Exercise instructions:
1. Using the blog post on teacher shortages, answer these:
(a) What positions does Nicole Smith hold?
(b) About what percentage of Alabama teachers are out of field?
(c) In what city is William Carey University?
2. Reproduce word for word the stretch of the blog post on teacher shortages from "Blog post Alan" through "and the Workforce.".

Excerpt provided:
Impact of teacher shortages in most states far-reaching

Blog post Alan Richard, SREB News Manager

When students don’t have good teachers, it can affect their cognitive growth — and over time can result in measurable economic loss.

Teacher shortages, therefore, are the type of crisis that “can put an entire society at risk,” said Nicole Smith, the chief economist and research professor at the Georgetown University Center on Education and the Workforce.

It was a sobering comment during SREB’s June 11 online discussion with a panel of education leaders on teacher shortages and what can be done about them.

Dissatisfied with unsuccessful, more short-term actions, Education Human Capital Roundtables in several SREB states are developing comprehensive policy solutions to end teacher shortages in the quantity, quality, diversity and equitable distribution of teaching talent, said Megan Boren, SREB’s resident policy expert on these topics.

Too many schools cannot find qualified candidates in certain subjects, grades and geographic areas, panelists said during the SREB event. In Alabama, nearly all school districts use emergency credentials to hire some teachers and about 30% of teachers are out of field, said Nick Moore, policy advisor to Governor Kay Ivey and the coordinator of the governor’s Office of Education and Workforce Transformation. 

Every year for at least a decade, Alabama has reported teacher shortages in areas such as special education, math, science and foreign languages, Moore said.

The situation presents “an unacceptable economic prospect” in Alabama and across the South and nation, he said.


Similar shortages plague Mississippi as well as severe declines in the teacher candidate pipeline in the previous decade, said Ben Burnett, executive vice president and the dean of education at William Carey University in Hattiesburg, which prepares many teachers and principals on the Gulf Coast.

Study material:
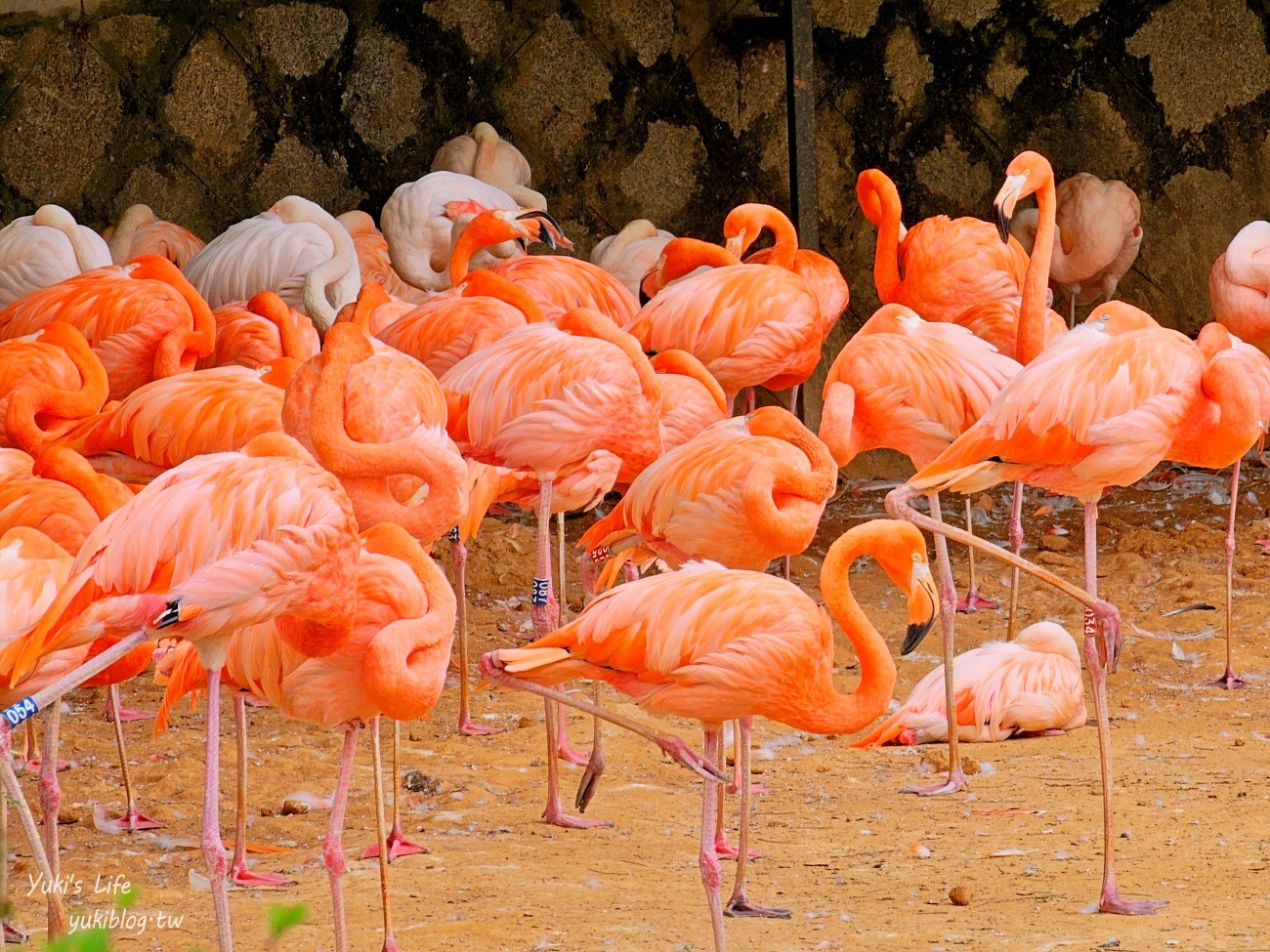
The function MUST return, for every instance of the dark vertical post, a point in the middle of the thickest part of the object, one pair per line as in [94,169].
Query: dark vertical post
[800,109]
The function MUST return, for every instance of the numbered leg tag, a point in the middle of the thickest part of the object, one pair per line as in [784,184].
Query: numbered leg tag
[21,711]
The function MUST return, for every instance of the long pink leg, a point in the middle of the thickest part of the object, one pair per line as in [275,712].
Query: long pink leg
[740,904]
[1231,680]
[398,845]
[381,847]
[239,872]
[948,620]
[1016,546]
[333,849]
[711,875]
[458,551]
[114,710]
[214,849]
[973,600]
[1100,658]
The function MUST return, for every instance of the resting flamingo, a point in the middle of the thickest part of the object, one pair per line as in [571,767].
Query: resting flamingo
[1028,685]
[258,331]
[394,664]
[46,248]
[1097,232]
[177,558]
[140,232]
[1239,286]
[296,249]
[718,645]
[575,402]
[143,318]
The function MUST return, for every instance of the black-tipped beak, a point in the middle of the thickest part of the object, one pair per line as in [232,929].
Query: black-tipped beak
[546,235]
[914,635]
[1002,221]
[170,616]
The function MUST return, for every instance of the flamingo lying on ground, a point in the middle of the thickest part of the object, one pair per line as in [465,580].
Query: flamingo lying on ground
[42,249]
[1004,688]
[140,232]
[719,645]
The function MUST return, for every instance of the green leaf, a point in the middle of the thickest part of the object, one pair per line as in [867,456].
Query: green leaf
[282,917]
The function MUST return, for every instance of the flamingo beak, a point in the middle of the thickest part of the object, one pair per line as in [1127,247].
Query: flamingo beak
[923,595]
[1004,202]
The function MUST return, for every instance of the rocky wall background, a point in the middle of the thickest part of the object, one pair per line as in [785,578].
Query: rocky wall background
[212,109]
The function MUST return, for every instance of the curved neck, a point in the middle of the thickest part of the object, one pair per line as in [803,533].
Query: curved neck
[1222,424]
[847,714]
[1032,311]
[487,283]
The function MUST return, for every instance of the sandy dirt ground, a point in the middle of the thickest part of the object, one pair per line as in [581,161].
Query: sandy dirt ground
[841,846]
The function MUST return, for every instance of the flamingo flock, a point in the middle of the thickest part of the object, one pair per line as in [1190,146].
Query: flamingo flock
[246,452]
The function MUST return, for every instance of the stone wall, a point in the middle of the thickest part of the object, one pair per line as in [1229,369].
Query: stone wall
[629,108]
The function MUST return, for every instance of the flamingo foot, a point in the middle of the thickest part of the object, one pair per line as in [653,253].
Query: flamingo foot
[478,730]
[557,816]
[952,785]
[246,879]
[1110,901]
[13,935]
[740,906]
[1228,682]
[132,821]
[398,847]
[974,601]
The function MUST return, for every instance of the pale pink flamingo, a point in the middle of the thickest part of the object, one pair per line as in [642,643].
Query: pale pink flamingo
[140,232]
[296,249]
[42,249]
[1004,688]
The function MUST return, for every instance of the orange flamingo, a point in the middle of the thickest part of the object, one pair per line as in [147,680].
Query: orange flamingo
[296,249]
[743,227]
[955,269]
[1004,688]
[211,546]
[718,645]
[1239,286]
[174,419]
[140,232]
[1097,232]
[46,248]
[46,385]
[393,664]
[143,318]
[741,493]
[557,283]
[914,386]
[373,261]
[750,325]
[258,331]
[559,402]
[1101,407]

Answers for the tasks:
1.
(a) She is the chief economist and research professor at the Georgetown University Center on Education and the Workforce.
(b) About 30%.
(c) Hattiesburg.

2.
Blog post Alan Richard, SREB News Manager

When students don’t have good teachers, it can affect their cognitive growth — and over time can result in measurable economic loss.

Teacher shortages, therefore, are the type of crisis that “can put an entire society at risk,” said Nicole Smith, the chief economist and research professor at the Georgetown University Center on Education and the Workforce.